begin Document extract

And there weren’t very many and I settled on one called HopIn. And I was very lucky that I did that because it became incredibly popular. At one point, I think they had 18,000 people trying to get on the platform. And so I was became a fairly early adopter. And was able to start producing events online using that technology.

And so we did a lockdown festival. which I sort of laughingly called The Lockdown Festival in April and got a great sponsor, Amaze, who are a financial services business. And repeated it again in May. And we got 600 people I think, from around the world which was really exciting because when you run an in-person event, usually obviously you’re going to attract people from your local market or, you know, certainly nationally.

But we had people coming in from Tokyo, from Mumbai, from Alaska and bringing in, you know, again, different thoughts, different perspectives, different comments, which was just incredibly valuable to everybody. So yeah.

Alison Jones: It really strikes me as well the importance of timing here, you know, in all the stuff we talked about, really it’s the fact that you were an early adopter. The fact that you did this before people got bored of it, because by July we were all pretty sick of events, you know, there was lot of them going on, but there’s something about the agility and the courage to just say, this is what’s happening and I’m going to just do it and see what happens. That’s really interesting.

Drew Ellis: Yeah. I mean, I’m a huge believer in just do it, as Nike would say, you know, and if it doesn’t work fine, try something else, you know, don’t be too scared to try things as long as they’re not going to cost you too much financially. Then why not? You know, we all fall on our face at some point in our careers and I’ve probably fallen on my face more times than many but it’s all part of the learning process. And yeah, if you can just get over the fear of failure and treat failure as a learning process, then I think, you know, you’re going to go on to do some great stuff.

Alison Jones: Yes, that’s really a quote to live by. Isn’t it? Well, what do you see emerging in the future? I mean, obviously you were right there at the beginning with online events the month after lockdown started, but how do you see it going forward into 2021 and beyond? Because we can’t, un-know what we now know about what you were saying about, you know, the diversity, that the fact that you can get people from all over the place.

There’s so much great stuff about online events. Isn’t there, but we don’t want to lose the experiential stuff too.

Drew Ellis: No, absolutely. And I think, you know, we will come out of this as they did in 1918 you know, better, stronger, more powerful. What was it that Warren Buffet once said? It’s only when the tide goes out we see who’s swimming naked.

I love that quote. And, you know, we are going to see a lot of businesses disappear, but they’re the weaker, it’s sort of it’s survival of the fittest, you know. So I don’t think online is going away anytime soon, we will end up in a, I hate to use the word hybrid.

end Document extract

» Written request A
According to the interview transcript, which company sponsored The Lockdown Festival, and what kind of business is it?
The records bear no relation to the interview transcript above.

begin Data shown

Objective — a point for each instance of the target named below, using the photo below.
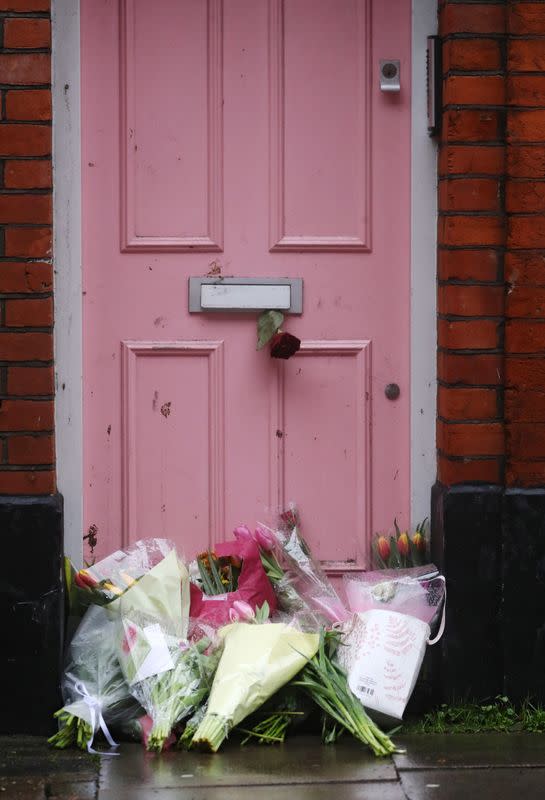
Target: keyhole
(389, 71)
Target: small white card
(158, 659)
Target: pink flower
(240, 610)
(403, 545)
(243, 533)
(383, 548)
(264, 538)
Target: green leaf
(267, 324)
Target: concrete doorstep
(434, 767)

end Data shown
begin Data shown

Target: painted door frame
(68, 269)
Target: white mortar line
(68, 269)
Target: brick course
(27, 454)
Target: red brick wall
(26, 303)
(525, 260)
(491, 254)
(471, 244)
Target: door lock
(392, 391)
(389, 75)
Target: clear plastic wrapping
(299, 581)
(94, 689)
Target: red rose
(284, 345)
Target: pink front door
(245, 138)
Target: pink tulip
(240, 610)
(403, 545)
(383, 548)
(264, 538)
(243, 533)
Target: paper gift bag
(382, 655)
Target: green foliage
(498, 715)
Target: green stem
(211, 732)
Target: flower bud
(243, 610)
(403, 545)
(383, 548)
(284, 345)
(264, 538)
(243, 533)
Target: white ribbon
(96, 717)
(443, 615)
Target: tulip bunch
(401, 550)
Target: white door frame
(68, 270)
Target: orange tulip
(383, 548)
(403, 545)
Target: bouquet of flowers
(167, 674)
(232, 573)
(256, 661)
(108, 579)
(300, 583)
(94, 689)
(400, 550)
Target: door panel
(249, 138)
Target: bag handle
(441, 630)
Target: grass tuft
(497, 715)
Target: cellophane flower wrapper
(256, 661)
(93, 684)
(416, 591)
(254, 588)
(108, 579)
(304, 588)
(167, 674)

end Data shown

» Written request B
Return each line of the records that contains the string "brick", matching case exactly.

» Task solution A
Amaze, a financial services business, sponsored The Lockdown Festival.

» Task solution B
Target: brick course
Target: red brick wall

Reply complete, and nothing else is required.